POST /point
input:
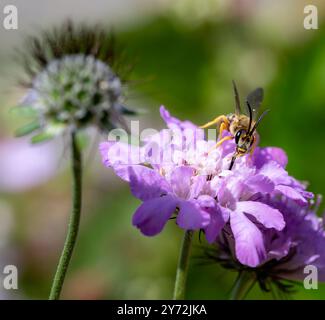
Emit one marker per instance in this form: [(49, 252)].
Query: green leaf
[(42, 137), (23, 111), (27, 129)]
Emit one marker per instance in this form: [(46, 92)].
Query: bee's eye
[(237, 136)]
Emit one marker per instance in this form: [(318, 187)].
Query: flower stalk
[(74, 221), (182, 268), (244, 283)]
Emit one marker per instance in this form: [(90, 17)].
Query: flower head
[(287, 252), (73, 81), (178, 171)]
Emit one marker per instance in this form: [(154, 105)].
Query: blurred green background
[(186, 52)]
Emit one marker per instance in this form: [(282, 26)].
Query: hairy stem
[(74, 221), (244, 283), (182, 268)]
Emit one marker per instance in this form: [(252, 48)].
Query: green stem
[(74, 222), (182, 268), (244, 283)]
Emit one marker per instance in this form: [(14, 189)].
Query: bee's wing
[(254, 99), (237, 101)]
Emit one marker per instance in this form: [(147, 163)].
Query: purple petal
[(249, 243), (191, 216), (153, 214), (198, 183), (275, 173), (269, 217), (265, 155), (218, 217), (181, 181), (260, 183), (146, 183), (291, 193)]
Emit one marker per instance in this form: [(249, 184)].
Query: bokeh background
[(185, 52)]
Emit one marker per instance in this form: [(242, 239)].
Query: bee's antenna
[(258, 121), (238, 108), (250, 115)]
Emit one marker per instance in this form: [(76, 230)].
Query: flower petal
[(146, 183), (249, 243), (218, 218), (153, 214), (265, 155), (269, 217), (291, 193), (260, 183), (275, 173), (181, 181), (191, 216)]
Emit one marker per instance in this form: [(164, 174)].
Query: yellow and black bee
[(241, 126)]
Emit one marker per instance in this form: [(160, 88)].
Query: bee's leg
[(252, 149), (220, 142), (222, 118)]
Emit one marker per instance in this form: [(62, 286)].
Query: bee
[(241, 127)]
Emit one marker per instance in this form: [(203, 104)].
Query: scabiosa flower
[(287, 252), (74, 81), (184, 175)]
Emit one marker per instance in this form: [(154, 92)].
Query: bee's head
[(244, 141)]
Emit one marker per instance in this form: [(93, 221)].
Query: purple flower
[(288, 251), (178, 171)]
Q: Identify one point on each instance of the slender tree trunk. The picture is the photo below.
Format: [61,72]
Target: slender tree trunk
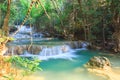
[116,23]
[6,20]
[103,34]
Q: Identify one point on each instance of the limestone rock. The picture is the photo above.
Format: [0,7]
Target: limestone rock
[98,62]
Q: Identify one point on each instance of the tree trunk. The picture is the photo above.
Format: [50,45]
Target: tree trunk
[5,27]
[116,23]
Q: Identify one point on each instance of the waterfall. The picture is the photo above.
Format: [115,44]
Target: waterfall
[43,52]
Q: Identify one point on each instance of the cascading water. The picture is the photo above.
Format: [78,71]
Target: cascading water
[43,52]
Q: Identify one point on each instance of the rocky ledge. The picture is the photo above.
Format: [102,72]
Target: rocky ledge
[98,62]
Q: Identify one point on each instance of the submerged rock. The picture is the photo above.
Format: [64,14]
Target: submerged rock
[98,62]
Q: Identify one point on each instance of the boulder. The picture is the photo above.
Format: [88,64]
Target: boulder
[98,62]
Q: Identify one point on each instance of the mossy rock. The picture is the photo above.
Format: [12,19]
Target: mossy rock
[98,62]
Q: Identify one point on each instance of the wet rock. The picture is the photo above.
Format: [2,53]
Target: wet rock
[98,62]
[78,44]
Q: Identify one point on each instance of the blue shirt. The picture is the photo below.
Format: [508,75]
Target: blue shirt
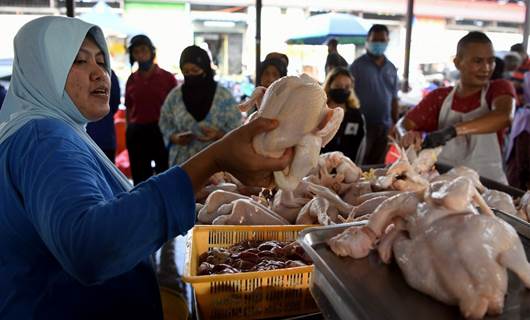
[375,87]
[3,93]
[102,131]
[73,243]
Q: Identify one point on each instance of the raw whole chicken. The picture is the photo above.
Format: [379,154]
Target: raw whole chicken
[305,123]
[249,212]
[443,246]
[500,200]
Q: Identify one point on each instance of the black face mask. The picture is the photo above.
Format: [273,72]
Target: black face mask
[195,81]
[339,95]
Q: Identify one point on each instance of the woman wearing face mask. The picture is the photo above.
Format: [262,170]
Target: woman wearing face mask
[75,236]
[350,136]
[145,92]
[198,112]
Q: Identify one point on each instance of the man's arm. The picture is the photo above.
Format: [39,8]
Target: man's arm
[500,117]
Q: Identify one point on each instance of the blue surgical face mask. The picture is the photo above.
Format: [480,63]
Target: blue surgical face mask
[376,48]
[144,66]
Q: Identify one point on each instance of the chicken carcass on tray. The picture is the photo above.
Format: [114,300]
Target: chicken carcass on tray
[443,245]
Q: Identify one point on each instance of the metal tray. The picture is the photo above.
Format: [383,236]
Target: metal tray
[347,288]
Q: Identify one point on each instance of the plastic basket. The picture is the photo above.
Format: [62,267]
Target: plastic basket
[247,295]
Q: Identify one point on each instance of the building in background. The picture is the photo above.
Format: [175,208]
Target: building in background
[227,30]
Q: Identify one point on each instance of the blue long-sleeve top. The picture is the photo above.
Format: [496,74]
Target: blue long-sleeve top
[73,243]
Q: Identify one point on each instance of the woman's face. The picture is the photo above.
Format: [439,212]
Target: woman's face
[142,53]
[269,75]
[88,83]
[341,82]
[191,69]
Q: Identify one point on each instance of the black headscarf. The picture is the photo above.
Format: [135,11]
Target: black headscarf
[198,91]
[277,63]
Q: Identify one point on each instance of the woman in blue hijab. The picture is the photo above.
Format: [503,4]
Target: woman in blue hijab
[75,237]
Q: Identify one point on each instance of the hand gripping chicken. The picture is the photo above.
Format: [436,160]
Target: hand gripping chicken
[305,123]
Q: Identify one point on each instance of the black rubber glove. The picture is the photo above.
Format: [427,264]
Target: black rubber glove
[439,137]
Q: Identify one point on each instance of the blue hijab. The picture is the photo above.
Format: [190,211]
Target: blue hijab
[45,49]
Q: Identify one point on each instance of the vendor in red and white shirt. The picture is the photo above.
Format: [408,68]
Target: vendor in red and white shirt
[465,118]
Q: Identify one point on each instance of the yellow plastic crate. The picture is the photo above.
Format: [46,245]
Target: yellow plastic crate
[247,295]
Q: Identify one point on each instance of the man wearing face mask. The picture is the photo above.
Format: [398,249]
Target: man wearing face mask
[145,93]
[376,85]
[349,139]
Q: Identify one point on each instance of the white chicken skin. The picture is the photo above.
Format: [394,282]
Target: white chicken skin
[443,246]
[305,123]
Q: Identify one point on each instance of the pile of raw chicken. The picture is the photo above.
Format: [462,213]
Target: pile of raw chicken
[411,211]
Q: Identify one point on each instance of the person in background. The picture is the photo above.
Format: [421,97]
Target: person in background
[376,85]
[350,136]
[3,93]
[270,70]
[145,92]
[517,77]
[464,119]
[518,146]
[334,59]
[75,236]
[102,131]
[198,112]
[278,55]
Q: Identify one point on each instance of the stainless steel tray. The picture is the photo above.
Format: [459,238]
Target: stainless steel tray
[347,288]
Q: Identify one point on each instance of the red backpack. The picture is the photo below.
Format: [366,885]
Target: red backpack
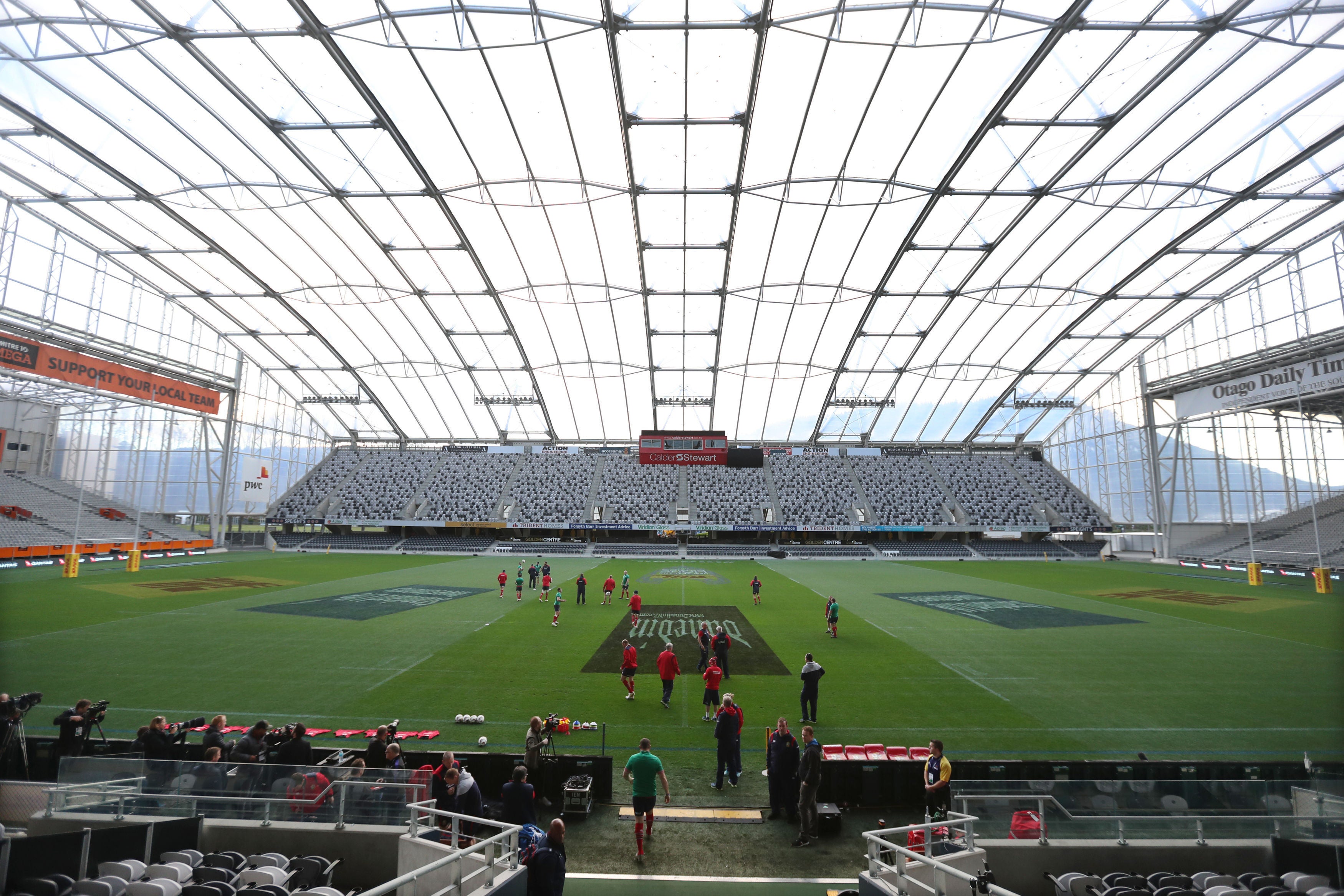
[1027,825]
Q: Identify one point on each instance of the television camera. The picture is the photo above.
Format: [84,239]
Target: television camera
[19,706]
[13,710]
[179,729]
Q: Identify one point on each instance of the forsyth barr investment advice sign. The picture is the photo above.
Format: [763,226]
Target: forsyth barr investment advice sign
[83,370]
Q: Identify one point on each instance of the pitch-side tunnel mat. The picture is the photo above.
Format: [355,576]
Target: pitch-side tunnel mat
[713,816]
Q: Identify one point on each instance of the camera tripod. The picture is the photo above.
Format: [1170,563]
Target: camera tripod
[15,735]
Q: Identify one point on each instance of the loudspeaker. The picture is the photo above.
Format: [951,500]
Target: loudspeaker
[746,457]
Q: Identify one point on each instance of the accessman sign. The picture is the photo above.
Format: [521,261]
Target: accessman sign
[1283,383]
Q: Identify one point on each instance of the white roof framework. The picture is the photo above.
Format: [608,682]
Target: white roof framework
[870,222]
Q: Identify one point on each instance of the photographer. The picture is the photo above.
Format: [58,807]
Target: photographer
[158,742]
[376,755]
[74,729]
[212,774]
[296,751]
[252,747]
[538,737]
[214,737]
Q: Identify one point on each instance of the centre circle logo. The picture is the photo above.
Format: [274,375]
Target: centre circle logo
[674,574]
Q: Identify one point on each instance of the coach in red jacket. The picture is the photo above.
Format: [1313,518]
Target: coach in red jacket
[669,671]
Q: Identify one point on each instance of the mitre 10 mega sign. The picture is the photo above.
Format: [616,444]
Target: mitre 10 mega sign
[83,370]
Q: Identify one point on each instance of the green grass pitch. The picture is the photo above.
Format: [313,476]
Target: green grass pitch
[1197,667]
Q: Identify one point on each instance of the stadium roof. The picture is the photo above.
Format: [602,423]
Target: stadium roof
[574,221]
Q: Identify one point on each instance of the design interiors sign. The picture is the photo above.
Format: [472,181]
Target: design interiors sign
[1307,378]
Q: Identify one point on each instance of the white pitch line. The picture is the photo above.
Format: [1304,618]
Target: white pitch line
[398,672]
[976,683]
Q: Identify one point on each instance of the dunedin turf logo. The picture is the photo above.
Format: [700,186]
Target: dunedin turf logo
[659,625]
[683,574]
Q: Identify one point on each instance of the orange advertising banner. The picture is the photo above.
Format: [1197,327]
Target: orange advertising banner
[73,367]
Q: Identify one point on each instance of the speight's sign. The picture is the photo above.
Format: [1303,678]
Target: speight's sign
[83,370]
[1283,383]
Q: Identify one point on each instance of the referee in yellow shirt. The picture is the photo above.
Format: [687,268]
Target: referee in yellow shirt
[937,783]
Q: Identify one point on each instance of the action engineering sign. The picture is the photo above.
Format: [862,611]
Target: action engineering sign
[72,367]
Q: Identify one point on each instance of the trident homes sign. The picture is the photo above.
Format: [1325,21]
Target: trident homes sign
[1283,383]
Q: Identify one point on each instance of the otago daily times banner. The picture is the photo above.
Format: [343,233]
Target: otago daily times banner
[72,367]
[1279,385]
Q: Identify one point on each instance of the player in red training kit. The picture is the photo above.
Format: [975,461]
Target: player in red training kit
[635,609]
[628,666]
[713,676]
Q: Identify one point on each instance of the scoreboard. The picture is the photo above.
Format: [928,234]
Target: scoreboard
[685,447]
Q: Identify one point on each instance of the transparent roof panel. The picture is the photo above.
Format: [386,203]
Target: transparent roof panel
[573,219]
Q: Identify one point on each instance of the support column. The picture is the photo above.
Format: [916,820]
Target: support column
[226,459]
[1155,467]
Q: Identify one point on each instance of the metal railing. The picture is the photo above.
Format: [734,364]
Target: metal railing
[495,851]
[334,797]
[1180,818]
[962,835]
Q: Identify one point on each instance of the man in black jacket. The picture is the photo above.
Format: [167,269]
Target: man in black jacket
[212,774]
[376,757]
[809,777]
[705,639]
[158,742]
[783,767]
[546,867]
[811,675]
[214,737]
[296,751]
[721,645]
[726,731]
[74,729]
[250,747]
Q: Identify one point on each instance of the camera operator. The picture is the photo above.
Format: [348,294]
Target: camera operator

• • • • •

- **Sobre o exercício**
Por favor, coloque numa tabela Markdown o trecho dos registros que vai do início até a linha que contém "[(287, 252), (73, 81), (178, 171)]", com as duas pontas incluídas e sem as linhas em branco. Use a coluna n para o número de cada linha e a coluna Linha para o texto, e deixe as imagens fora da resposta.

- **Exercício resolvido**
| n | Linha |
|---|---|
| 1 | POST /point |
| 2 | input: |
| 3 | Emit one marker per instance in this form: [(49, 252)]. |
| 4 | Query: green leaf |
| 5 | [(42, 137), (23, 111), (27, 129)] |
| 6 | Emit one marker per instance in this form: [(46, 92)]. |
| 7 | Query: bee's eye |
| 8 | [(237, 136)] |
| 9 | Emit one marker per instance in this form: [(318, 187)]. |
| 10 | Query: flower stalk |
| 11 | [(74, 221), (182, 268), (244, 283)] |
| 12 | Emit one marker per instance in this form: [(90, 17)]. |
| 13 | Query: flower head |
| 14 | [(287, 252), (73, 81), (178, 171)] |